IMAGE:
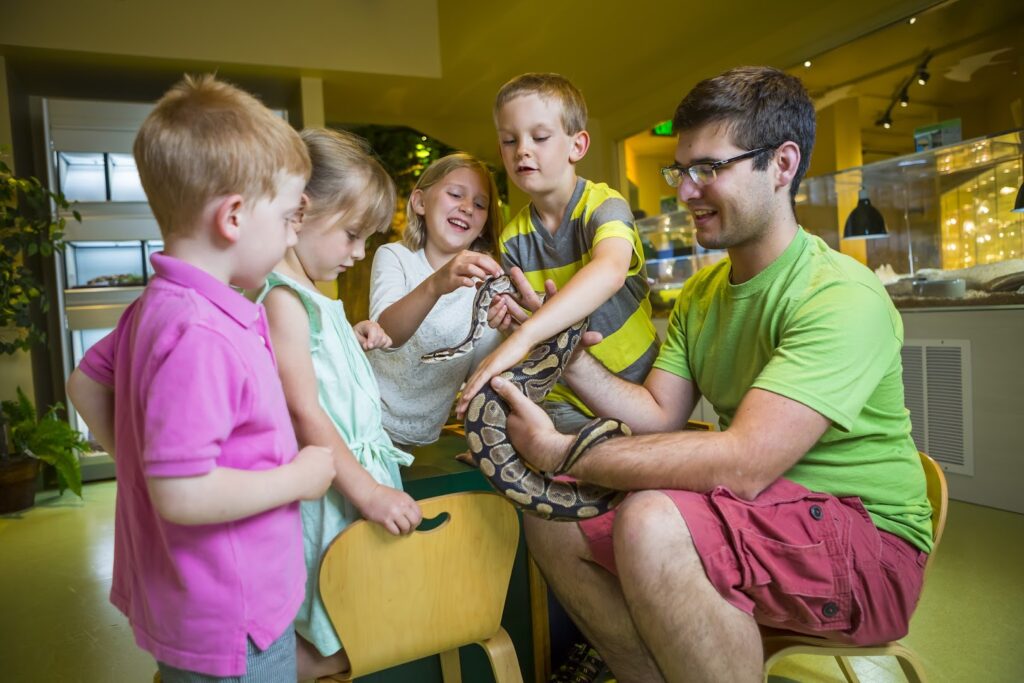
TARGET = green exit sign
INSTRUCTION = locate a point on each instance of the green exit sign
(664, 128)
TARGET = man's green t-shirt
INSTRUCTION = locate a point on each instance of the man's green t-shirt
(816, 327)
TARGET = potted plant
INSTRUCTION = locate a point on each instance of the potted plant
(30, 229)
(33, 439)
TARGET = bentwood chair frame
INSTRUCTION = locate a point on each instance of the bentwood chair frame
(396, 599)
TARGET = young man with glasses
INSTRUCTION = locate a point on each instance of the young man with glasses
(808, 511)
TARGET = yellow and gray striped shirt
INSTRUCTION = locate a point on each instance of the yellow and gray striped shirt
(596, 212)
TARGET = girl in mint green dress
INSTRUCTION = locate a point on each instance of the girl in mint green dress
(331, 390)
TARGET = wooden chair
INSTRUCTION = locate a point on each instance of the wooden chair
(780, 644)
(395, 599)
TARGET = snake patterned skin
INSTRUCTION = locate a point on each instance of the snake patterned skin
(535, 492)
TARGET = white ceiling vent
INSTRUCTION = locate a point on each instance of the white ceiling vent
(937, 391)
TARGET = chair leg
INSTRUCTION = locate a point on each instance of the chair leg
(911, 668)
(501, 652)
(847, 668)
(451, 667)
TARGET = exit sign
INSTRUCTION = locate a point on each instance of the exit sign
(664, 128)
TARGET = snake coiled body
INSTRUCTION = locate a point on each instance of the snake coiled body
(535, 492)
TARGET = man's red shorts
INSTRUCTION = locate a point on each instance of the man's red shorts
(796, 560)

• • • • • • •

Objective | Could you rescale the listing from the line holding "TARGET = young man with glasses" through its end, inclusive, by copying out every line, requests included, with each point coordinate in the answers multiplied by 2.3 and rounded to a whole number, halves up? Leave the numbers in the requests as they are.

Written reply |
TARGET = young man with glasses
INSTRUCTION = locate a point on each instance of the young man with glasses
(1858, 1175)
TARGET = yellow and gray striped shirt
INSTRUCTION = locate a point on each instance of the yellow and gray striped shirt
(1371, 488)
TARGET = girl in mint green dress
INSTRUCTION = locate a point on each instance of the girl in mint green dress
(761, 897)
TARGET = wooden chair
INSTRUCTION = locate a point on each instance of the wooden chair
(1794, 1481)
(909, 1378)
TARGET = snake patterned skin
INSTRUCTION = locate a point on each instance of the snake patterned skin
(1231, 1132)
TARGET = white ceiling vent
INSTRUCTION = locate a point on each instance of the white ceiling vent
(2155, 899)
TARGET = chair leg
INSTRUCTION = locate a point on each instance of the chair leg
(2095, 1536)
(1152, 1500)
(1948, 1536)
(1037, 1534)
TARGET = exit sign
INSTRUCTION = locate a point on each instance of the exit sign
(1527, 294)
TARGET = snake coiled body
INSTRUCTION = locate a point on each instance of the snake coiled body
(1231, 1132)
TARGET = man's red shorts
INSTRUCTION = locate a point on each instance of the man's red shorts
(1831, 1288)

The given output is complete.